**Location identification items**
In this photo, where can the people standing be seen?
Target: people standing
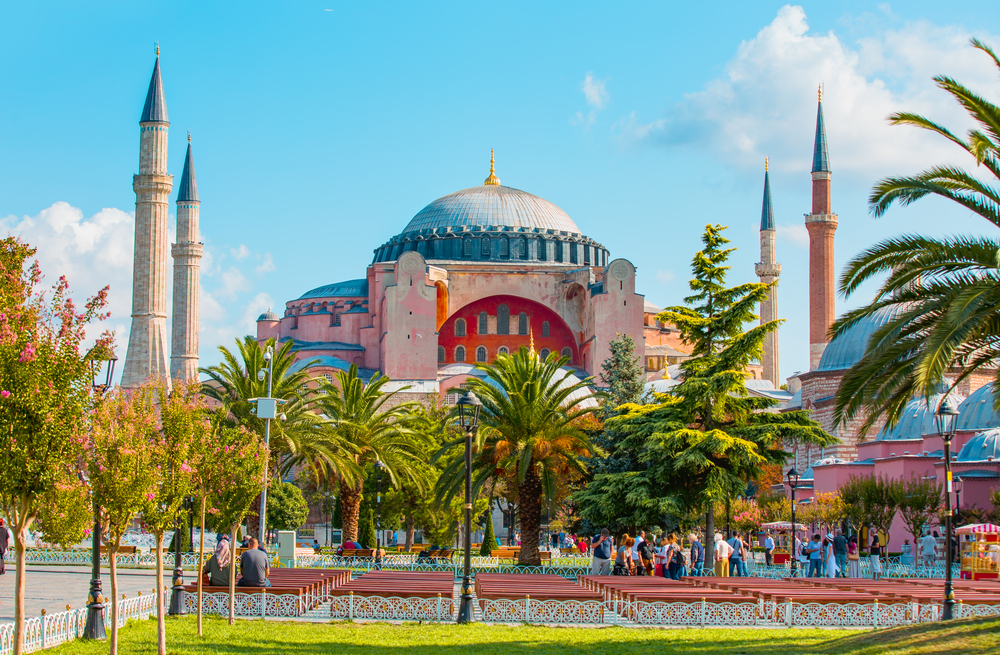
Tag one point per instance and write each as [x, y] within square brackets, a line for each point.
[840, 550]
[768, 549]
[602, 547]
[697, 556]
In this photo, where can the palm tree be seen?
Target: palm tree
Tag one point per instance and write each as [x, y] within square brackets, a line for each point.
[939, 304]
[367, 428]
[530, 434]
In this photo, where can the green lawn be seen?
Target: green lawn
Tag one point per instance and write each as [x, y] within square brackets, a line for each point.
[965, 637]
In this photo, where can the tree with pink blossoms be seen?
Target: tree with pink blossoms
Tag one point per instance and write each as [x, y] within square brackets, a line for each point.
[122, 468]
[45, 392]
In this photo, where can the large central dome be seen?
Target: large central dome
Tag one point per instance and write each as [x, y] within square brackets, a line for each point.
[491, 205]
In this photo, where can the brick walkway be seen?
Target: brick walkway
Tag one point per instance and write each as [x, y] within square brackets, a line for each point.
[53, 587]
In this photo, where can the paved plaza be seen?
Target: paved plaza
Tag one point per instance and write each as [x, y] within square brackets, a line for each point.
[53, 587]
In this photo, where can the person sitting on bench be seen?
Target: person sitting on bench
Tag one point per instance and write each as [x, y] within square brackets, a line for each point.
[255, 567]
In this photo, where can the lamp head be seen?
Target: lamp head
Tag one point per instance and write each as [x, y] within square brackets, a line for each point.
[468, 411]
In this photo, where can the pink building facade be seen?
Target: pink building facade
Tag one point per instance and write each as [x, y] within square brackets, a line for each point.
[474, 274]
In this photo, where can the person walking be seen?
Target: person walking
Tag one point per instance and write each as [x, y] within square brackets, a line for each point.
[602, 546]
[697, 556]
[768, 549]
[840, 550]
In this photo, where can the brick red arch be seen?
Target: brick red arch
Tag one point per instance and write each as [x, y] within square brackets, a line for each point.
[560, 336]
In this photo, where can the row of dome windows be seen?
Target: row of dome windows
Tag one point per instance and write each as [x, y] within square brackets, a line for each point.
[503, 323]
[504, 248]
[482, 353]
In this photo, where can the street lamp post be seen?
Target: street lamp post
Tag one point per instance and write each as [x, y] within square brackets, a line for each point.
[793, 481]
[103, 366]
[468, 420]
[378, 513]
[947, 415]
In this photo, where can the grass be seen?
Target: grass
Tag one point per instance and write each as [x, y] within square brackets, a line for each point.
[964, 637]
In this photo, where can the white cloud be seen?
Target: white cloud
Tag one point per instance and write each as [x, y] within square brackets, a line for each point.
[765, 103]
[594, 91]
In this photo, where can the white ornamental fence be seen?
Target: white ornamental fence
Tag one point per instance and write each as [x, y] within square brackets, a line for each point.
[49, 630]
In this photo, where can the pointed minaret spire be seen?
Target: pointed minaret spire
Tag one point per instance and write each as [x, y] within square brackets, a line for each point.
[146, 356]
[187, 254]
[822, 224]
[768, 269]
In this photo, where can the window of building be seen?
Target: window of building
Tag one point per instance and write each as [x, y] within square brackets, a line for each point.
[503, 320]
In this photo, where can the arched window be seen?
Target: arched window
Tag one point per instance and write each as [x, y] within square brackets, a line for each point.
[503, 320]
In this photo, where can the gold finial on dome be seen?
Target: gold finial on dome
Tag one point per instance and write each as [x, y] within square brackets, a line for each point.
[492, 179]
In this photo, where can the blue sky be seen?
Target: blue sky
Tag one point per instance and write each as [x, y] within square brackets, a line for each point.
[320, 128]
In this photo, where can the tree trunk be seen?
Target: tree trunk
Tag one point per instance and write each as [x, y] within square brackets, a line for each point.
[20, 544]
[201, 559]
[232, 576]
[350, 510]
[161, 626]
[410, 531]
[113, 567]
[530, 494]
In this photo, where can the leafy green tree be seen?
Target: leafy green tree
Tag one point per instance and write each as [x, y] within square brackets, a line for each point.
[45, 385]
[622, 374]
[530, 434]
[286, 507]
[939, 295]
[122, 471]
[703, 442]
[367, 427]
[918, 501]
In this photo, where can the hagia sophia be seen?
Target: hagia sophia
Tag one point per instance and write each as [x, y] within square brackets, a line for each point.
[488, 269]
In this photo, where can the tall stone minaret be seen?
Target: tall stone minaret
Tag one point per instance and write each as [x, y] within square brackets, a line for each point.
[147, 341]
[768, 270]
[187, 277]
[821, 223]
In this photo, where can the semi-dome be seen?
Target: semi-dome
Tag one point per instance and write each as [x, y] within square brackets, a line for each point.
[918, 417]
[977, 412]
[847, 349]
[491, 205]
[983, 446]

**Set exercise**
Please change "semi-dome" to "half-dome" in the stretch from the line containing "In this photo, where can the tall" through the last line, and give back only those lines with nothing else altered.

**Task solution**
In this photo, where can the tall stone minaret be seen?
Target: tall stone minaret
Tag one point per instance and write each as [x, y] within square brackets, a line for each point.
[147, 341]
[768, 270]
[187, 277]
[821, 223]
In this photo, where can the half-dome be seen?
Target: half-dome
Tag one point per instance and write each as [x, y] within square brackets, a line for each point.
[918, 417]
[977, 412]
[847, 349]
[491, 205]
[983, 446]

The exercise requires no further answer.